◆ PAGE EXTRACT:
'''

Last Sunday night, actor Paul Giamatti received a Golden Globe Award (Best Actor in a Comedy/Musical) for his performance as “Barney Panofsky” in Richard Lewis’ new film Barney’s Version. In my January ’11 Spotlight for the JUF News, I wrote: “I truly enjoyed Barney’s Version. Dustin Hoffman (as Barney’s father ‘Izzy’) and Rosamund Pike (as Barney’s wife ‘Miriam’) provide Paul Giamatti with excellent foils, and the plot ripens nicely as Barney ages.”
Barney’s Version opens locally today (1/21/11) at the CineArts in Evanston and the Landmark Century in Lincoln Park (Chicago).
Tzivi: Okay, Richard, let’s start by getting the 800-pound gorilla off the table. You’ve turned Mordechi Richler’s character “Miriam Greenberg” into “Miriam Grant,” so is Barney Panofsky’s third wife Miriam still Jewish?
Richard J. Lewis: I didn’t want to make the film too parochial. Love comes in all shapes and sizes, so I didn’t want this idea that Barney was just chasing Jewish girls… Actually there is some equivocation because I didn’t really want Barney running after, like, “a blonde bombshell.” So we did go out of our way not to make Miriam Grant “not Jewish.”
Tzivi: OK, new question: Is Barney “a mensch”?
Mordecai Richler was a mensch, but Barney? I’m not so sure Barney Panofsky is a mensch.
What happens in Richler’s book is that Barney says: “I was looking for the monster and the monster was me.” You read that in the book, and I think that’s a brave admission and a mensch-like admission. Does Barney get that in the film? I don’t know, does he? Does he get that sentiment? Does he understand what he did?

'''

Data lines
'''

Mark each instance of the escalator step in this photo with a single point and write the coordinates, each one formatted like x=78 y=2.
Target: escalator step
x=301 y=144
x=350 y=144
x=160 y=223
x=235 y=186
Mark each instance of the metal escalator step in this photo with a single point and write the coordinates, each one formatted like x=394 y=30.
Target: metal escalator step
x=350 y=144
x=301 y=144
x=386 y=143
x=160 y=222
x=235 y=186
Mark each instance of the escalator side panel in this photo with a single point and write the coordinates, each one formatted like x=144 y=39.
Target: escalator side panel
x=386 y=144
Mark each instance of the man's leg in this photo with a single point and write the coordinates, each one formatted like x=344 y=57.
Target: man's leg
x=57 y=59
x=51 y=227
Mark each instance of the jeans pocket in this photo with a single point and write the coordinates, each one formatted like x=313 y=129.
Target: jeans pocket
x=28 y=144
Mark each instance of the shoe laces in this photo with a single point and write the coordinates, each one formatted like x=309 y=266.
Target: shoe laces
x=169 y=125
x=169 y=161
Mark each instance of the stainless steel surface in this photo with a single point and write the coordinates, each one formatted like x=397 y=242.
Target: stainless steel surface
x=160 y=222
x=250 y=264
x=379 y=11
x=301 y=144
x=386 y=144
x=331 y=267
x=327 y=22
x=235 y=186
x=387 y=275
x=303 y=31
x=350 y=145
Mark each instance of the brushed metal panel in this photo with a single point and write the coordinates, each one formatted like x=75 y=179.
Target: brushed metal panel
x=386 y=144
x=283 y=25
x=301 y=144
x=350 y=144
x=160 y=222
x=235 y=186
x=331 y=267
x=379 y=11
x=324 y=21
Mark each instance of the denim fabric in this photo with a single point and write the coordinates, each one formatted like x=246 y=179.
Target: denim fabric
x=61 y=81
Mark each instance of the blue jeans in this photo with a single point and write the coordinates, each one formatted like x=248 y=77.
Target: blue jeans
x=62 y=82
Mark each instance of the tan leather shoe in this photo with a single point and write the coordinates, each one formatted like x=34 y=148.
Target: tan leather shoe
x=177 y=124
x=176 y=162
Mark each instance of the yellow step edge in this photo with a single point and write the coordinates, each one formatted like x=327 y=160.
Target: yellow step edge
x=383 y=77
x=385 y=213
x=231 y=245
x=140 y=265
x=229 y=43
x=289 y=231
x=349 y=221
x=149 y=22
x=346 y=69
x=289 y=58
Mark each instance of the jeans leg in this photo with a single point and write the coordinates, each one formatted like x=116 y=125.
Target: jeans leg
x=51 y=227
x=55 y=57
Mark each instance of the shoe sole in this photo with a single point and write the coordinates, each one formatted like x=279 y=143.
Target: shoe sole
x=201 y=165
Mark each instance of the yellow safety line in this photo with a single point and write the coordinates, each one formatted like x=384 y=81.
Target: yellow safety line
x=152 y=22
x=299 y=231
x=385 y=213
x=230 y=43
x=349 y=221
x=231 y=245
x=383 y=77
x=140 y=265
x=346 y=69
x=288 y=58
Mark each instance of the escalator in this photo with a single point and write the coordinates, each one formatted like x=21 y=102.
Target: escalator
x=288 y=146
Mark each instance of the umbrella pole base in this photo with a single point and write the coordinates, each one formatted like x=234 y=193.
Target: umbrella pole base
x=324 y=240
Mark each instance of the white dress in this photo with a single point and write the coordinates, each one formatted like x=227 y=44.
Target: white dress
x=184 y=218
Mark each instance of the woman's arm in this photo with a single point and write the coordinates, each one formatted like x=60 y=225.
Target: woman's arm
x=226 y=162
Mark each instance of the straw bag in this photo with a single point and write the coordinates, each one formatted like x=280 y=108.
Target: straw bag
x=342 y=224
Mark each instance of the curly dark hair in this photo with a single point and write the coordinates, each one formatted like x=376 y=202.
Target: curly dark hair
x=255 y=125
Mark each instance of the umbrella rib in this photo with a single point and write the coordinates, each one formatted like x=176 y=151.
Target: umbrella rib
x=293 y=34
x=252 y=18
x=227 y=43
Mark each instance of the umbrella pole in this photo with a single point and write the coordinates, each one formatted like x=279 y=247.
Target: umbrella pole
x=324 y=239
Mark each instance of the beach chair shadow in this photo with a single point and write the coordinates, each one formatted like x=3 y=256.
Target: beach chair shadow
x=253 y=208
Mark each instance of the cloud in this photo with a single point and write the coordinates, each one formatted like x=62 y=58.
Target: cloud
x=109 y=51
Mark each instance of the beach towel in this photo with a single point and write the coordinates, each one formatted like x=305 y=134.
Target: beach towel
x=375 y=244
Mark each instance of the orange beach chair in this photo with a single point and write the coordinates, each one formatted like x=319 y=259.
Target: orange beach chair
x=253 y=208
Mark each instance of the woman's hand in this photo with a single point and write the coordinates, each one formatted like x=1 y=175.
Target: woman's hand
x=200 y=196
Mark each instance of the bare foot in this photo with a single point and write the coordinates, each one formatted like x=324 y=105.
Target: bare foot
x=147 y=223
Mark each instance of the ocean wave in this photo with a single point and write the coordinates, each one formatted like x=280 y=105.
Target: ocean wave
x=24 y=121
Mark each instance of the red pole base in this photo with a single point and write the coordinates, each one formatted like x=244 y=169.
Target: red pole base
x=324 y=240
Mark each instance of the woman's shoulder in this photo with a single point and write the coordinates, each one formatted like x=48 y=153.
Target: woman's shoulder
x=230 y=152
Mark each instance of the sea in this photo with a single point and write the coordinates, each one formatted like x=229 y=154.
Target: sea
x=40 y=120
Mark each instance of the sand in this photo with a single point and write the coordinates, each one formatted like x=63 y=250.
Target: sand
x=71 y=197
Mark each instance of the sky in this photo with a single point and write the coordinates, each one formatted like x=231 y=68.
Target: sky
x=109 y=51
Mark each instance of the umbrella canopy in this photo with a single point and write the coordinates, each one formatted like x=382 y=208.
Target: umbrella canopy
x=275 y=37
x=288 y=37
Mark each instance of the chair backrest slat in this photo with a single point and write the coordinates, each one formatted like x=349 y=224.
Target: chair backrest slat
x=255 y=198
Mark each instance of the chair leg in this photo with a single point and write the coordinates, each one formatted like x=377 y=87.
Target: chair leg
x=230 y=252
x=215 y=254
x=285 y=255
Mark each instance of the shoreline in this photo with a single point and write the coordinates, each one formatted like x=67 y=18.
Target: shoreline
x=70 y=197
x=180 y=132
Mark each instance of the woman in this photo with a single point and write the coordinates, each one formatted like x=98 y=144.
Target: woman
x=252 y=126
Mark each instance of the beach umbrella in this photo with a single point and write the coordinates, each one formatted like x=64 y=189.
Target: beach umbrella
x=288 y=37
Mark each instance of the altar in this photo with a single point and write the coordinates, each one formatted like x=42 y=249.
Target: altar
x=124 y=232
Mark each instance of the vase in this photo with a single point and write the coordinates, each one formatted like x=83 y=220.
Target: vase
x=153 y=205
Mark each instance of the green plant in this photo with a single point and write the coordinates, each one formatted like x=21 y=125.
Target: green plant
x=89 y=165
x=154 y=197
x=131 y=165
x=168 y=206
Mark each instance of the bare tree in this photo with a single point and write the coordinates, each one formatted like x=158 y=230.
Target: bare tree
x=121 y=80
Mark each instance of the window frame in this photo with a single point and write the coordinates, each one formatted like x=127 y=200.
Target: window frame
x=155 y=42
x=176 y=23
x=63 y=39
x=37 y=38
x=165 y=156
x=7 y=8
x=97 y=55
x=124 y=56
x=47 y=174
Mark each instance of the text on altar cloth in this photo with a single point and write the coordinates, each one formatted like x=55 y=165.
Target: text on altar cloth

'''

◆ WORK TO COMPLETE:
1 > In the Barney's Version interview, which two theaters does the film open at locally on 1/21/11?
2 > Decide whether each statement agrees with the Barney's Version interview, and back each yes or no with the deciding words of the interview in quotation marks. (a) Paul Giamatti won a Golden Globe for Best Actor in a Comedy/Musical. (b) Dustin Hoffman plays Barney's father. (c) In the film, Barney's third wife keeps the surname Greenberg.
3 > Please proceed with the Barney's Version interview, starting after its last sentence.
The listing has nothing to do with the Barney's Version interview.

◆ OUTPUTS FOR THE TASKS:
1 > The CineArts in Evanston and the Landmark Century in Lincoln Park (Chicago).

2 >
(a) Yes: "received a Golden Globe Award (Best Actor in a Comedy/Musical)"
(b) Yes: "Dustin Hoffman (as Barney’s father ‘Izzy’)"
(c) No: "You’ve turned Mordechi Richler’s character “Miriam Greenberg” into “Miriam Grant,”"

3 >
Tzivi: Yes, Richard, your Barney is certainly flawed, but he never stops trying.
Then maybe you’re right; maybe you’re right.
What is a mensch? That has to do with how to negotiate the terrain of your life. How do you negotiate that terrain while living inside contradictions and various aspects that are both good and bad in yourself, actions that can be deemed noble and hateful, choices that you make that are both black and white, gray, whatever…
In modern cinema, you have characters that are very two-dimensionally defined. But the full scope of Barney’s life is essentially unveiled for the audience with all its warps.
A man to me is a combination of so many different things. Your identity is not fixed until that tombstone at the end. Up to that point, you’re just trying as hard as you can. What makes a mensch? Well, I guess it’s doing your best.
Tzivi: OK, last question: You grew up in Montreal, then you came here to Northwestern for college, and now you live in LA. What’s unique about “Jewish Montreal” for you?
Montreal Jewish culture is not that different from Chicago Jewish culture—a “Jewish American Princess” and a “Jewish Canadian Princess,” not that different. There are “Urban Jewish Princesses” that exist in both places. Of course the more you find yourself in deeper waters…
The French provide a fairly full on cultural experience in Quebec, so your Montreal Jews have come to a place where there’s already a very deep culture. So you have to make your imprint. You have to be a little more forward.
The Montreal Jews are much more forward than the Toronto Jews. Montreal Jews feel more like New York Jews than Chicago Jews. They’re just a little pushier, more full of chutzpah.
It’s quite a fine line, balancing assimilation with maintaining your identity, and I think Jews have done it pretty deftly through the ages.
Giamatti as “Barney Panofsky” & Pike as “Miriam Grant”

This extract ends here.